____ EXCERPT TO READ

I had 164 tree guys I was in charge of after Katrina. They were all with Lewis. Most were from upstate NY. VERY hard workers and didn't shy away from any job I had to put them on. Seems they used a bit larger rope. They called it their "Bull" rope....or is that something else?

I've worked with many "stick" guys and they are a tough hard working bunch. Hats off to you!! :beercheer:

Jimmy


----------



## Jimmy24 (Apr 20, 2011)

I climbed lots of poles in my career, but left the trees alone....:dunno:

Jimmy


----------



## pandamonium (Feb 6, 2011)

Unclejoe, I'm certain you notice the bowline was #1 on my list!! I think it is one of the most versite knots. Has never failed me yet!


----------



## UncleJoe (Jan 11, 2009)

Jimmy24 said:


> They called it their "Bull" rope....or is that something else?


Yep. That's what most of us "tree guys" call it. 5/8" and 12,000# test. Try coiling up a 120' shank of that stuff! 



pandamonium said:


> Unclejoe, I'm certain you notice the bowline was #1 on my list!! I think it is one of the most versite knots. Has never failed me yet!


Absolutely. The rope will break before that knot will come loose. :beercheer:


----------



## Arrogatnor (Sep 9, 2012)

I love Google Books, I did some research on free books available from Google on small boats, seamanship, etc. Here is what I found on knots and knotting. You should be able to get these for free from google books with a search by title, author and date.

________

▸ WRITTEN TASK
Please print the rope and knots thread word for word from "## Arrogatnor (Sep" to "author and date.".

____ DATA SECTION

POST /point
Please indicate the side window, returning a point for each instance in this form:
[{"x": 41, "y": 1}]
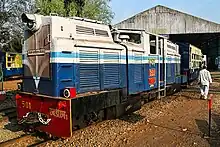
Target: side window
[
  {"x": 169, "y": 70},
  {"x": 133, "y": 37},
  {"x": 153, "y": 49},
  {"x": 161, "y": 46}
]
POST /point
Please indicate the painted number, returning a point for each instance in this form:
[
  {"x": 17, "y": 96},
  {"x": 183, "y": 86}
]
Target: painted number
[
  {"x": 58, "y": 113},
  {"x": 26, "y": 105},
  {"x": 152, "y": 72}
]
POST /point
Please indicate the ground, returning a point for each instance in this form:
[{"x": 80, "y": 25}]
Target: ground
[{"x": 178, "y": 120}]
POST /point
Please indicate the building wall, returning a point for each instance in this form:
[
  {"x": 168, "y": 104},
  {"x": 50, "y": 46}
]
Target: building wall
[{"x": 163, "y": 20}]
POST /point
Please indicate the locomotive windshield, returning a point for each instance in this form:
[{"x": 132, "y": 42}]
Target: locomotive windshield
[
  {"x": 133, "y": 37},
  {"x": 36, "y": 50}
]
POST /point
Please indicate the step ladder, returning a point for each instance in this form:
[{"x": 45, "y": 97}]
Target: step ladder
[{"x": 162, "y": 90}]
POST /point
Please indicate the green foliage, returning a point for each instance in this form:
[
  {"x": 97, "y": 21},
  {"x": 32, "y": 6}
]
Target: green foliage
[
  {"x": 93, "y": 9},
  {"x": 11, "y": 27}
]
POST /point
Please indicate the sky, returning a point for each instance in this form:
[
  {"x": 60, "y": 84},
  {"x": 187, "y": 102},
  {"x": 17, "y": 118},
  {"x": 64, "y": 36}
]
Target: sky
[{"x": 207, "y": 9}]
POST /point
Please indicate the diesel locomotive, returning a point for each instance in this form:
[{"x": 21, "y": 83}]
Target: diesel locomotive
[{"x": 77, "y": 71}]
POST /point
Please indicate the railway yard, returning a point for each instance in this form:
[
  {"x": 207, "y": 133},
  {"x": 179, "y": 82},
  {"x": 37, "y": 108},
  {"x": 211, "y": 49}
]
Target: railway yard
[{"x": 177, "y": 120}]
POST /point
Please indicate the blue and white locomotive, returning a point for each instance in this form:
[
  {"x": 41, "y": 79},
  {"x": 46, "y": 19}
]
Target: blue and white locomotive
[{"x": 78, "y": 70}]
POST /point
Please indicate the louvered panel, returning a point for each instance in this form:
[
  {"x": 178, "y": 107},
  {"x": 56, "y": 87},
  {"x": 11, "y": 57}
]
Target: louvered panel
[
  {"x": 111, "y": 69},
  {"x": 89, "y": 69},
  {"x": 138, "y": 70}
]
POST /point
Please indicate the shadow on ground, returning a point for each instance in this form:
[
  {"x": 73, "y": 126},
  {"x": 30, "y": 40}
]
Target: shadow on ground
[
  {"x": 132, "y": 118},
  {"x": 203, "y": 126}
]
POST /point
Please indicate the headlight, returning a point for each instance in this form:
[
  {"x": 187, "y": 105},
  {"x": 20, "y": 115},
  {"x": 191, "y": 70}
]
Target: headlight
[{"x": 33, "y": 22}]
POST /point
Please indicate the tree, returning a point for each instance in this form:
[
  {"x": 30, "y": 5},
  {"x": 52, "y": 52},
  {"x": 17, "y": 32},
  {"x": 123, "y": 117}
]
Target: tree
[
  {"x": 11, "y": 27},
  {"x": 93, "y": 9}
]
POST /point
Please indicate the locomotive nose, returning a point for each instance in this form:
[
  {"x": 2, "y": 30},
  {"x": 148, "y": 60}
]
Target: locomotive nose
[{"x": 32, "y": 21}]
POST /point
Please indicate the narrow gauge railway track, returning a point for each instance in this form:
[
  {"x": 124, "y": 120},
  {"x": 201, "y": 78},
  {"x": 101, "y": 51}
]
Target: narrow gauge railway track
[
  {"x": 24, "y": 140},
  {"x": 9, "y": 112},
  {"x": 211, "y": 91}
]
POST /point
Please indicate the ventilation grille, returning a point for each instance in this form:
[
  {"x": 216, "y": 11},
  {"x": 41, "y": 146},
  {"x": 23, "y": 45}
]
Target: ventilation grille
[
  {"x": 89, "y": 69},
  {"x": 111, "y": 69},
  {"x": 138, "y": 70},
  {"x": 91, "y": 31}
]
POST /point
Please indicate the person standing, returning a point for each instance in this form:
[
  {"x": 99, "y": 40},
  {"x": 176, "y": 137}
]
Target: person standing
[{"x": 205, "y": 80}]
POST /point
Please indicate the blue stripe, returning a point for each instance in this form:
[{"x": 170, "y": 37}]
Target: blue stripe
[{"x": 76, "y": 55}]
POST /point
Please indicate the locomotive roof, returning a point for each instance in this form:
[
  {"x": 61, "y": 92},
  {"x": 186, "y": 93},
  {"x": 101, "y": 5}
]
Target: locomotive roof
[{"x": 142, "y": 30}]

________

▸ RESULT
## Arrogatnor (Sep 9, 2012)

I love Google Books, I did some research on free books available from Google on small boats, seamanship, etc. Here is what I found on knots and knotting. You should be able to get these for free from google books with a search by title, author and date.